EXCERPTED RECORDS:
************

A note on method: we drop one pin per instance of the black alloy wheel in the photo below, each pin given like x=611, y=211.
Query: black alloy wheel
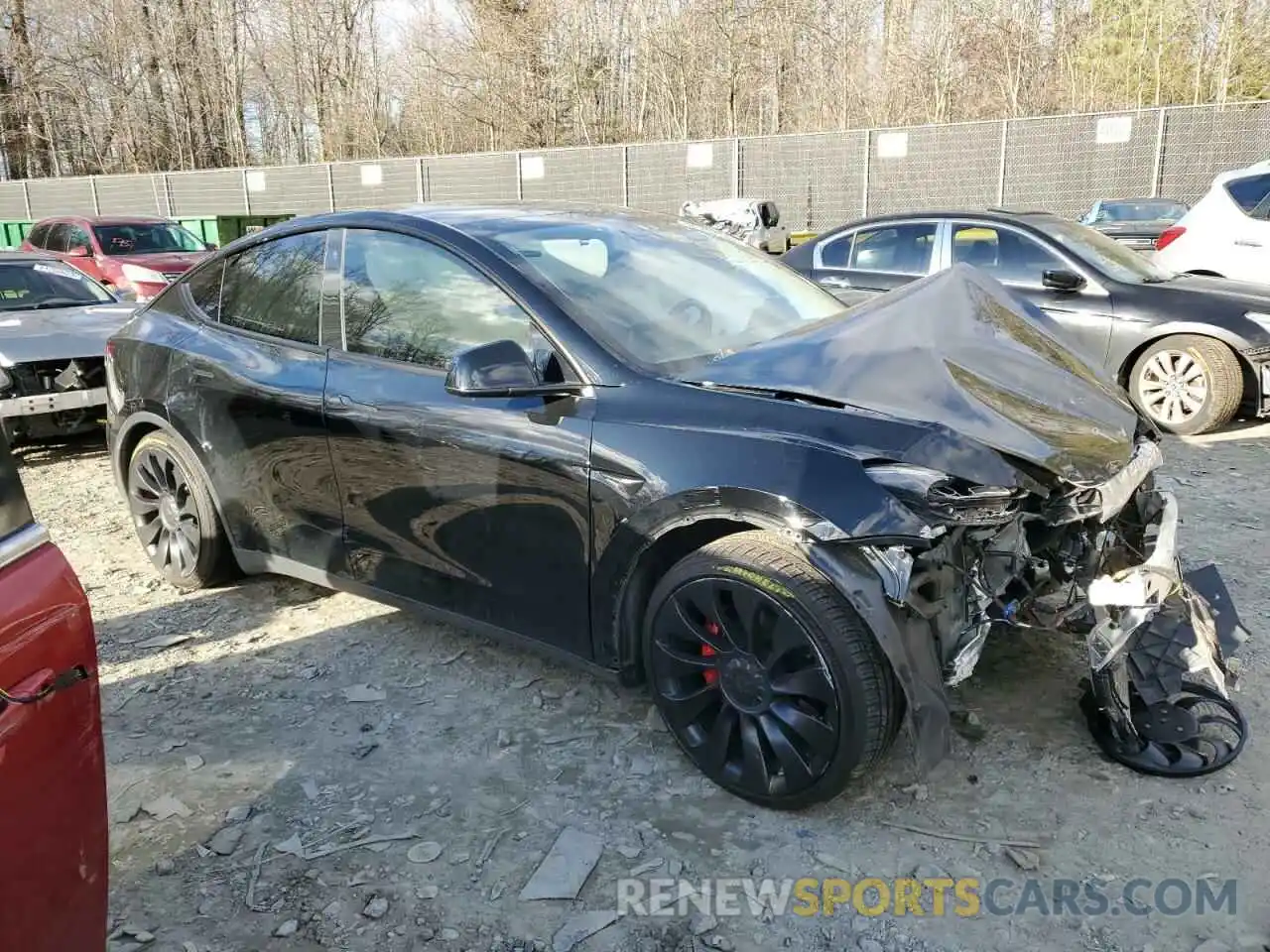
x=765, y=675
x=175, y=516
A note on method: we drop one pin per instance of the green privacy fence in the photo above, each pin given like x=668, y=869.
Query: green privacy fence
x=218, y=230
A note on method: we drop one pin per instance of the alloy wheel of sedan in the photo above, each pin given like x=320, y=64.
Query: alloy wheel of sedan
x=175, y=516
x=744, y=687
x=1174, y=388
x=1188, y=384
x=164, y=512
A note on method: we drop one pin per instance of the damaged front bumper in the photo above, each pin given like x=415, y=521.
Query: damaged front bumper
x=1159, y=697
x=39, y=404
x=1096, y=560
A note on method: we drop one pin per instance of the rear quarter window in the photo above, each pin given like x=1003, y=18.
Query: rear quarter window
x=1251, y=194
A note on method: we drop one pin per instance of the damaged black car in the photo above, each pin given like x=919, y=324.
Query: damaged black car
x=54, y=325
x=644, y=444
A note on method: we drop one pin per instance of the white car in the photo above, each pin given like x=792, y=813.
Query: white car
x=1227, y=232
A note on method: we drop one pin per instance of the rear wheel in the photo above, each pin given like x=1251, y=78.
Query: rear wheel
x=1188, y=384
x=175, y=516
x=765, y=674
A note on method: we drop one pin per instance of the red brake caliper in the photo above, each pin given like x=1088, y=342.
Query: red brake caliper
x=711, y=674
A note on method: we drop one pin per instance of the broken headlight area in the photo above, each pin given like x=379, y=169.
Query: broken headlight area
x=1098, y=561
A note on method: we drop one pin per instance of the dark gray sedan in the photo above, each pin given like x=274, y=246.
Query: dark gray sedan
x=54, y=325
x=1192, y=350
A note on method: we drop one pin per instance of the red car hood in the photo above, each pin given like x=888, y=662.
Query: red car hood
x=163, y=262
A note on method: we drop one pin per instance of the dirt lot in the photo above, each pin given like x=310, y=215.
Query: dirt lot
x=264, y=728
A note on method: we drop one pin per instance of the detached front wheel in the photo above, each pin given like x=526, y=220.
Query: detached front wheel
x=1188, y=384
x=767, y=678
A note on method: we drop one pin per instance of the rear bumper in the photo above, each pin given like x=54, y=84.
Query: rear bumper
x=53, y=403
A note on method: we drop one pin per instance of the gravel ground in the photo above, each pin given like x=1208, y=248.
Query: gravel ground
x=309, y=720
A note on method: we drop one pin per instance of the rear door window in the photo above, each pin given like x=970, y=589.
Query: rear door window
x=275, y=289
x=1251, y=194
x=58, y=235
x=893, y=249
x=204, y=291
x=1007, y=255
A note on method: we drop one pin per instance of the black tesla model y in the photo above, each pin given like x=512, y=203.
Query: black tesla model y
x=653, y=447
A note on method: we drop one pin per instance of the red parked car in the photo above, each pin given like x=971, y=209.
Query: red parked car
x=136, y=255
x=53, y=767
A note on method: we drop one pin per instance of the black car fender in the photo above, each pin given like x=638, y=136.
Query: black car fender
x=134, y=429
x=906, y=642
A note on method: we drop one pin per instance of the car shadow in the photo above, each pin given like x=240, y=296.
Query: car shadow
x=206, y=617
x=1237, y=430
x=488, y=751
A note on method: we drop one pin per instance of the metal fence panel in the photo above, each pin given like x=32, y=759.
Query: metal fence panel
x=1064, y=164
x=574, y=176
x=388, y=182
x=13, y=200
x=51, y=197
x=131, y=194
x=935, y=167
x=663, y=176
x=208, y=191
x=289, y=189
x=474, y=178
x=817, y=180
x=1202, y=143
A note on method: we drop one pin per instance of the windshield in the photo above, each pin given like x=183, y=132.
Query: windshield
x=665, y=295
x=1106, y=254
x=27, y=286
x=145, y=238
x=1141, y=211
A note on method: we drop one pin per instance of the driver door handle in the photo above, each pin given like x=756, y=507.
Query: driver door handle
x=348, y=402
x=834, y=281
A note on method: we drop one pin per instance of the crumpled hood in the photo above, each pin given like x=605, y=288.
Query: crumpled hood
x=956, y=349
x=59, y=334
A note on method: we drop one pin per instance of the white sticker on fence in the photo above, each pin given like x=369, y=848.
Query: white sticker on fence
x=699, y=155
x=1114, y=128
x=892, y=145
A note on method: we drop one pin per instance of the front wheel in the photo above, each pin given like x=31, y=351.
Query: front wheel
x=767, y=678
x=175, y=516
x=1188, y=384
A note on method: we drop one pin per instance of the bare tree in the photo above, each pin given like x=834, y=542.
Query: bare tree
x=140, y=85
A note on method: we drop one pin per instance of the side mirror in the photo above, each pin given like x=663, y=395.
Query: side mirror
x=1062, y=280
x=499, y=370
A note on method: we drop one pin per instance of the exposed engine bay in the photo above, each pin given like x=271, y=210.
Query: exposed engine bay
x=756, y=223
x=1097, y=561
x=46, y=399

************

SET EXERCISE:
Put the records into a numbered list, starting at the line that contains "like x=1088, y=342." and ending after the line that contains "x=309, y=720". Skip any blank lines.

RESULT:
1. A note on method: we drop one pin per instance of the red brake caliper in the photo above, each pin given like x=1088, y=342.
2. Query: red brake caliper
3. x=711, y=674
4. A note on method: we drop one pin per instance of the broken headlight area in the photo above, each pin given like x=379, y=169.
5. Query: broken headlight area
6. x=1098, y=561
7. A note on method: we drop one pin per instance of the dark gray sedan in the photo above, each pin given like x=274, y=246.
8. Query: dark gray sedan
9. x=54, y=325
10. x=1192, y=350
11. A note on method: we drop one pin per instance of the red car hood in the photo above, each pin given like x=888, y=662.
12. Query: red car hood
13. x=163, y=262
14. A note on method: we drop one pin per instance of the dirt lot in the photo above, each pin given like x=310, y=215.
15. Query: dirt lot
16. x=264, y=728
17. A note on method: we drop one pin per instance of the detached front wheel in the photo above, each pin given like x=526, y=220.
18. Query: detached front wheel
19. x=1188, y=384
20. x=767, y=678
21. A note on method: we drop one pin per instance of the rear bumper in the photo above, each pin given like x=54, y=84.
22. Query: rear bumper
23. x=53, y=403
24. A note on method: we drop one pin per instance of the gravel ground in the photo above, each pin given like x=1208, y=248.
25. Query: gravel ground
26. x=309, y=720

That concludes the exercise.